▶ TASK SET:
1 – In the article on depression and chronic stress, why is the observation that some antidepressants raise mTORC1 levels in rats described as "in line with" the postmortem finding? Explain in one to three sentences.
2 – Answer from the article on depression and chronic stress:
(a) In which brain region of people with Major Depressive Disorder were low mTORC1 levels found?
(b) How does the article define synapses?
(c) In which animals did some antidepressants increase mTORC1 levels?
3 – Write the next part of the article on depression, chronic stress and mTORC1, continuing after its final question.

▶ READING PASSAGE:
____
New Explanation For Depression And Chronic Stress | UA Magazine

Major Depressive Disorder and chronic stress are both characterized by atrophy of neurons and loss of synapses (centers of neurotransmission that deliver neural impulses) in specific brain areas. It’s been recently shown that the prefrontal cortex of subjects with Major Depressive Disorder, analyzed postmortem, contains abnormally low expression levels of a protein called mTORC1, which controls protein synthesis during cell growth and synapses remodeling.
In line with this, it was also observed that in rats some antidepressants augment mTORC1 levels, and this is associated with increased synapses formation in the prefrontal cortex. But what controls mTORC1 expression in the brain? And more importantly, would it be possible to manipulate mTORC1 levels therapeutically to rescue neuronal function?
____
▶ STORED DATA:
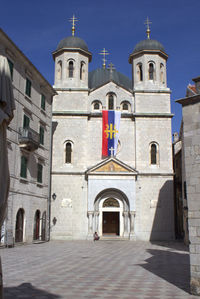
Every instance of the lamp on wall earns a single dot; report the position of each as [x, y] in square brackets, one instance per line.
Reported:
[54, 196]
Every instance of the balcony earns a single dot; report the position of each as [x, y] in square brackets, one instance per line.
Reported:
[28, 139]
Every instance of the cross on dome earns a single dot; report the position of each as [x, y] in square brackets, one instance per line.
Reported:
[73, 20]
[147, 23]
[104, 52]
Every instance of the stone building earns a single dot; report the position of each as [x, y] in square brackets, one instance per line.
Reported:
[128, 195]
[191, 175]
[29, 150]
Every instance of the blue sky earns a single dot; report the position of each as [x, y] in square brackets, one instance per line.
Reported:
[36, 27]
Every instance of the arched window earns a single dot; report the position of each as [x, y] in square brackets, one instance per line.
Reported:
[19, 227]
[36, 232]
[139, 72]
[44, 217]
[162, 73]
[110, 202]
[71, 69]
[68, 152]
[96, 106]
[59, 70]
[82, 71]
[110, 102]
[154, 154]
[151, 71]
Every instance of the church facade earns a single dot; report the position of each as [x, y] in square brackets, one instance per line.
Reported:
[127, 195]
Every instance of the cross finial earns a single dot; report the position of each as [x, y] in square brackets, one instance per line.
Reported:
[104, 52]
[73, 20]
[147, 23]
[111, 67]
[112, 151]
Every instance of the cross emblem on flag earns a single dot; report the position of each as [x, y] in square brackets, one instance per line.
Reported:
[110, 132]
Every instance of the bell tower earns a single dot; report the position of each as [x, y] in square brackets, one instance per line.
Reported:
[148, 61]
[71, 62]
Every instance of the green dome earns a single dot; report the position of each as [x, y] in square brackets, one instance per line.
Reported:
[148, 44]
[72, 42]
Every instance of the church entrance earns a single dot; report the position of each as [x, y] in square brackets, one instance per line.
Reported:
[111, 223]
____
▶ ANSWERS TO THE EXERCISES:
1 – Postmortem analysis found abnormally low mTORC1 in the prefrontal cortex of people with Major Depressive Disorder, a condition marked by synapse loss. In rats, some antidepressants raise mTORC1, and this goes along with more synapse formation in the prefrontal cortex. So both findings point the same way: treatment pushes mTORC1 opposite to its change in depression, and synapses increase.

2 –
(a) The prefrontal cortex.
(b) As centers of neurotransmission that deliver neural impulses.
(c) Rats.

3 –
Stress and TORC1

In a study just published in Nature Medicine, Ota and colleagues from Yale University have identified a new mechanism that is at least in part responsible for the brain alterations caused by loss of mTORC1. The scientists focused on a gene called REDD1 whose product is known to inhibit mTORC1 function. They found that in individuals that were affected by Major Depressive Disorder, high levels of REDD1 correlated with low mTORC1 expression, suggesting a possible link between these two molecules.